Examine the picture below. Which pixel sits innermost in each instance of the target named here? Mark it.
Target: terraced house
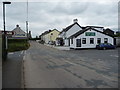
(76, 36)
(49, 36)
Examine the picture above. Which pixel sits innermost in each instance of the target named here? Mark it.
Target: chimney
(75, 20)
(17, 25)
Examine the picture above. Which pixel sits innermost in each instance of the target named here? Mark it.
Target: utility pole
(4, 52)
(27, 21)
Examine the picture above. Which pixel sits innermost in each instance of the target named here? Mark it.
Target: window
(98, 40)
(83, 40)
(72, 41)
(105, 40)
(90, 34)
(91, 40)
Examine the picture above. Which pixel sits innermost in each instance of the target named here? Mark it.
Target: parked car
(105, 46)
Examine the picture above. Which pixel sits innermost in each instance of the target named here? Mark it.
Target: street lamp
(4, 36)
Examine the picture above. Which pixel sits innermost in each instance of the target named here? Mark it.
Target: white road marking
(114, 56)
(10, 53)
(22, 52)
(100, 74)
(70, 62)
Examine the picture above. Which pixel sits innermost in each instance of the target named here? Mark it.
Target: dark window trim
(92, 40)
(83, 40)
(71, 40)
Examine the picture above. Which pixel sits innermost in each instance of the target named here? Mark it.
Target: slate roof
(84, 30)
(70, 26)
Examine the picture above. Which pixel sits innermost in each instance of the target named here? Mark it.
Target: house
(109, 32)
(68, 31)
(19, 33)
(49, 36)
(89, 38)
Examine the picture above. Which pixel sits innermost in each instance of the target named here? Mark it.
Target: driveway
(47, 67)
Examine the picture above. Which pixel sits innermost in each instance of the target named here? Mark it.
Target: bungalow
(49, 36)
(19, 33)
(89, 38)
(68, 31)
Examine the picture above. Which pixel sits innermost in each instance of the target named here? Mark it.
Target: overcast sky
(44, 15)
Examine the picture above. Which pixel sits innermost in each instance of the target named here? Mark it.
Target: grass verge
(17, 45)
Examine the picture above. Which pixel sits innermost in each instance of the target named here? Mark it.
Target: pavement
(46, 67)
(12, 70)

____

• **YOUR INSTRUCTIONS**
Everything in the listing should be repeated exactly except the pictures.

• **RESULT**
Examine the picture below. Which pixel sits innermost in each instance of the target named here? Mark it.
Target: terraced house
(76, 36)
(49, 36)
Examine the picture above. Which pixel sits innermost in each instance of the target named here? Mark it.
Target: chimney
(75, 20)
(17, 25)
Examine the picture above. Which pixel sits innermost in each instance of the target named here? Mark it.
Target: utility pole
(4, 52)
(27, 21)
Examine the picture above. Which pixel sits innermost in each instance of the target named here? Mark it.
Target: window
(98, 40)
(83, 40)
(72, 41)
(105, 40)
(90, 34)
(91, 40)
Examine the picture above. Which pixel sits innermost in each instance of the target named here? Mark it.
Target: parked car
(105, 46)
Examine the picture above. Which pixel sits innermost in each instance of the target named here? Mark it.
Target: street lamp
(4, 36)
Examine the picture above. Which pixel sits innermost in each instance of the target named here? Mark it.
Target: white road marking
(114, 56)
(10, 53)
(22, 52)
(100, 74)
(70, 62)
Examine the picture above. Which pixel sits innermost in each instance of the target named here? Mark it.
Target: dark window trim
(92, 40)
(83, 40)
(71, 40)
Examine the picture above. Which pixel sits innermost in each instance of the target named here? Mark it.
Target: slate roof
(84, 30)
(70, 26)
Examine the picture above. Which pixel sits innermost in each instance of the target named here? Mark it.
Target: house
(109, 32)
(68, 31)
(19, 33)
(49, 36)
(89, 38)
Examine the picture above. Which pixel sits innermost in each instance of the target named here? Mark it.
Target: driveway
(47, 67)
Examine the picture above. Which pixel sits innermost in each instance of the target named here? Mark it.
Target: bungalow
(49, 36)
(19, 33)
(89, 38)
(68, 31)
Examine the picture above. Which pixel sits innermost in each instance of the target named here? Mark it.
Target: overcast sky
(44, 15)
Examine the picture above. Which pixel sits innermost in each instance of the target named here? Mark it.
Target: grass verge
(17, 45)
Examine the picture above. Which pixel sits innermost in each instance of the target named here? Mark it.
Target: pavement
(46, 67)
(12, 70)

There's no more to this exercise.